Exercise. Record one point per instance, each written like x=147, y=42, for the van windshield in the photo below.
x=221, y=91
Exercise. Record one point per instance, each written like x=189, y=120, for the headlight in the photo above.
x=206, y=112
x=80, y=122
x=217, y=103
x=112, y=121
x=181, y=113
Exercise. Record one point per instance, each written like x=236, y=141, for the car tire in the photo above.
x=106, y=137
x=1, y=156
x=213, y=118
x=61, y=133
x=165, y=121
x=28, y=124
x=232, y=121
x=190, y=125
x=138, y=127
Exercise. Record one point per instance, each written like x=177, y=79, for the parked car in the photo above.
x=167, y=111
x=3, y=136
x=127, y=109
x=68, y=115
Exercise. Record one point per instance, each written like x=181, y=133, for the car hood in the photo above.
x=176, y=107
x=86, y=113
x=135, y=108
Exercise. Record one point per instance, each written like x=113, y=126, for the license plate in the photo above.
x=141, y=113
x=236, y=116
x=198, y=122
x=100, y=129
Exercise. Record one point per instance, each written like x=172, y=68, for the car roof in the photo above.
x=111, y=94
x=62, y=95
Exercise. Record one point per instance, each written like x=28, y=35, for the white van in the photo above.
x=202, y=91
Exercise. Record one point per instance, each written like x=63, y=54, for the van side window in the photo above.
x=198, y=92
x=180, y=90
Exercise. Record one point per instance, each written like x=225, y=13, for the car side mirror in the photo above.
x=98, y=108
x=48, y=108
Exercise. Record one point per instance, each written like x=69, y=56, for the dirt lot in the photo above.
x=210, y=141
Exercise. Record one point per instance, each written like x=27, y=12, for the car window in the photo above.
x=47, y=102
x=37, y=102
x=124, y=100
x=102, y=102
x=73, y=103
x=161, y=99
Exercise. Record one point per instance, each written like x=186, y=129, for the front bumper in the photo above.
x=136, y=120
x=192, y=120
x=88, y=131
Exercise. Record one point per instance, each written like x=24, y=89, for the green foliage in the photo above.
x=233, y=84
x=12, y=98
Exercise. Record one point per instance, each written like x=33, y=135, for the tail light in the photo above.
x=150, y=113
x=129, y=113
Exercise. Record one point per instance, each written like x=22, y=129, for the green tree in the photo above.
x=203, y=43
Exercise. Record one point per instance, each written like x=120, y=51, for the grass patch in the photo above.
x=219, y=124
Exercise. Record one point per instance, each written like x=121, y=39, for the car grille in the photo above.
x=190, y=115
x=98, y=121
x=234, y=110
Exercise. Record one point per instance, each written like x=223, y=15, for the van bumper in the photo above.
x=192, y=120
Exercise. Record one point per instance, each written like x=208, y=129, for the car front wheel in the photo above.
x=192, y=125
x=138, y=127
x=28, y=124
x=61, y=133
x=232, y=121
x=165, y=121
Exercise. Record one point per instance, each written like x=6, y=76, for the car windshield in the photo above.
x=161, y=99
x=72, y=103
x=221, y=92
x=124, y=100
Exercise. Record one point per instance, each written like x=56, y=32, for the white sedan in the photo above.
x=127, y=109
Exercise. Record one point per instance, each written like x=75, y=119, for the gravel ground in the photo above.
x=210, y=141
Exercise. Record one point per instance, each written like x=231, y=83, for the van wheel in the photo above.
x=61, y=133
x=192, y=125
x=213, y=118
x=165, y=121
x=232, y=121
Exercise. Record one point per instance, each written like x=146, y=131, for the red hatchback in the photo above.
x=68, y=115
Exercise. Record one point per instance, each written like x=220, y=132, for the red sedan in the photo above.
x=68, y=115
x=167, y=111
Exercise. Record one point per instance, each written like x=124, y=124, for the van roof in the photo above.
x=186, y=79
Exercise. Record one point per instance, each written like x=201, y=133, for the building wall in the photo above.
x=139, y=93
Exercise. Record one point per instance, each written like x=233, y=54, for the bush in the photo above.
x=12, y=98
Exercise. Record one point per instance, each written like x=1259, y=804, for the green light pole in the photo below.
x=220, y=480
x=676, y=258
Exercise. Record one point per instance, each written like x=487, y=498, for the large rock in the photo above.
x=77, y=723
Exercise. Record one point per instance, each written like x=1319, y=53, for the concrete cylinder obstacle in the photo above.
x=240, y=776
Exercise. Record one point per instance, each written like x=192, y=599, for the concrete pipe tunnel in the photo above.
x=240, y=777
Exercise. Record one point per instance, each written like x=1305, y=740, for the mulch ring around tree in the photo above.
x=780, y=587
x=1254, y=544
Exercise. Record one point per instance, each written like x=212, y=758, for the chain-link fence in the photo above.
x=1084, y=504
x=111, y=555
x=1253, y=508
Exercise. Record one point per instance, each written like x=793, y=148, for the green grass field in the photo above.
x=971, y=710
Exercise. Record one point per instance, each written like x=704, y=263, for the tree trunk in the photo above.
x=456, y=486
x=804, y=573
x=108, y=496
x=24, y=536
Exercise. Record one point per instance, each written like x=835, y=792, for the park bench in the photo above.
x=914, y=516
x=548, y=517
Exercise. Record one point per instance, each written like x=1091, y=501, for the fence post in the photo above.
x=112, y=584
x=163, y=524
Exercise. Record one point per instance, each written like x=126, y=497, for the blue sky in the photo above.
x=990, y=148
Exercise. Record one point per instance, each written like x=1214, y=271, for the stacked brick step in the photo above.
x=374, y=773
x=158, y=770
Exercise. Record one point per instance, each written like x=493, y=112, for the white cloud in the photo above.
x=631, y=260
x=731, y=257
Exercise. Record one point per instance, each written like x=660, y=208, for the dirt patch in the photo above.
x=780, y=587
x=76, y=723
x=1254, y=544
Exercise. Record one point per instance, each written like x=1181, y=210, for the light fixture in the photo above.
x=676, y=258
------------------------------------
- Exercise details
Would you return the whole listing exactly as written?

- Your response
Exercise. Record one point per instance, each written like x=147, y=42, for the van windshield in the photo below.
x=221, y=91
Exercise. Record one point per instance, each written like x=189, y=120, for the headlight in the photo above.
x=206, y=112
x=80, y=122
x=217, y=103
x=112, y=121
x=181, y=113
Exercise. Record one point per instance, each written like x=236, y=141, for the car tire in the photo above.
x=106, y=137
x=1, y=156
x=213, y=118
x=61, y=133
x=165, y=121
x=28, y=124
x=232, y=121
x=190, y=125
x=138, y=127
Exercise. Record one point per instance, each written like x=177, y=79, for the parked car in the photo above.
x=167, y=111
x=3, y=136
x=127, y=109
x=68, y=115
Exercise. Record one point per instance, each written like x=181, y=133, for the car hood in the photo above.
x=176, y=107
x=86, y=113
x=135, y=108
Exercise. Record one point per instance, each written like x=113, y=126, for the license plate in the photo above.
x=141, y=113
x=236, y=116
x=198, y=122
x=100, y=129
Exercise. Record one point per instance, each written like x=172, y=68, for the car roof in the photo above.
x=111, y=94
x=62, y=95
Exercise. Record one point per instance, each written like x=28, y=35, for the white van in the photo above.
x=202, y=91
Exercise. Record one point per instance, each written like x=63, y=54, for the van side window in the photo above.
x=198, y=92
x=180, y=90
Exercise. Record one point per instance, each written like x=225, y=13, for the car side mirror in the photo above.
x=98, y=108
x=48, y=108
Exercise. Record one point per instance, each written like x=69, y=56, for the dirt lot in the photo above.
x=210, y=141
Exercise. Record one point per instance, each written like x=27, y=12, for the car window in the photo above.
x=47, y=102
x=37, y=102
x=124, y=100
x=102, y=102
x=73, y=103
x=161, y=99
Exercise. Record one point per instance, each written like x=186, y=129, for the front bumper in the photo above.
x=136, y=120
x=192, y=120
x=88, y=131
Exercise. Record one point per instance, each written like x=24, y=89, for the green foliage in the photo above.
x=233, y=84
x=12, y=98
Exercise. Record one point per instance, each written like x=33, y=135, for the tail light in the photo above.
x=150, y=113
x=129, y=113
Exercise. Record one point per instance, each written like x=22, y=129, for the green tree in the photo above.
x=203, y=43
Exercise. Record one point per instance, each written like x=120, y=51, for the grass patch in the photo above.
x=219, y=124
Exercise. Record one point per instance, each written like x=121, y=39, for the car grille in the photo above.
x=190, y=115
x=98, y=121
x=234, y=110
Exercise. Record one point per instance, each written like x=223, y=15, for the van bumper in the photo above.
x=192, y=120
Exercise. Record one point per instance, each written like x=208, y=129, for the car front wheel in the photo above.
x=192, y=125
x=138, y=127
x=28, y=124
x=61, y=133
x=232, y=121
x=165, y=121
Exercise. Record one point per instance, each written like x=6, y=76, for the car windshield in the photo above.
x=161, y=99
x=72, y=103
x=221, y=92
x=124, y=100
Exercise. Record one point per instance, each written like x=56, y=32, for the white sedan in the photo above.
x=127, y=109
Exercise. Record one point per instance, each written like x=75, y=119, for the gravel ground in the photo above.
x=210, y=141
Exercise. Record one point per instance, each written like x=231, y=83, for the van wheel in the photo above.
x=61, y=133
x=192, y=125
x=213, y=118
x=165, y=121
x=232, y=121
Exercise. Record one point per instance, each written like x=146, y=131, for the red hatchback in the photo above.
x=68, y=115
Exercise. Record one point per instance, each written like x=220, y=132, for the red sedan in the photo above.
x=68, y=115
x=167, y=111
Exercise. Record one point per instance, each written like x=124, y=124, for the van roof in the photo above.
x=186, y=79
Exercise. Record one point per instance, each written like x=201, y=133, for the building wall in the photo above.
x=139, y=93
Exercise. Record one point per instance, each written like x=233, y=54, for the bush in the photo above.
x=12, y=98
Exercise. Record one point per instance, each written like x=1259, y=804, for the green light pole in the photo below.
x=220, y=480
x=676, y=258
Exercise. Record one point per instance, each written like x=487, y=498, for the large rock in the photo above.
x=77, y=723
Exercise. Record one point per instance, each written like x=1319, y=53, for the concrete cylinder obstacle in the photo above.
x=240, y=776
Exercise. Record one point per instance, each written like x=192, y=599, for the concrete pipe tunnel in the photo above.
x=240, y=777
Exercise. Record one point per instance, each written like x=1305, y=740, for the mulch ring around tree in the photo above.
x=780, y=587
x=1254, y=544
Exercise. Record one point per instance, each written like x=212, y=758, for the chain-link fence in the photo above.
x=1084, y=504
x=111, y=555
x=1253, y=508
Exercise. Record one point per instance, each written like x=793, y=148, for the green grass field in the photo above.
x=971, y=710
Exercise. Record one point per instance, each written like x=704, y=263, for the tree trunk in the photo above.
x=456, y=486
x=804, y=573
x=108, y=496
x=24, y=536
Exercise. Record one point per instance, each written like x=835, y=792, for the park bench in the photo above.
x=914, y=516
x=548, y=517
Exercise. Record one point per instance, each written like x=1091, y=501, for the fence post in the photo above.
x=112, y=584
x=163, y=524
Exercise. Record one point per instance, each written like x=126, y=497, for the blue sky in the photo above.
x=990, y=148
Exercise. Record one point per instance, each written like x=1214, y=271, for the stacked brick step in the photo above.
x=374, y=773
x=158, y=770
Exercise. Record one point per instance, each written like x=493, y=112, for the white cloud in the photo above.
x=631, y=260
x=731, y=257
Exercise. Record one point per instance, each written like x=660, y=208, for the dirt patch in the photo above.
x=780, y=587
x=76, y=723
x=1254, y=544
Exercise. Record one point per instance, each written like x=1181, y=210, for the light fixture in the photo above.
x=676, y=258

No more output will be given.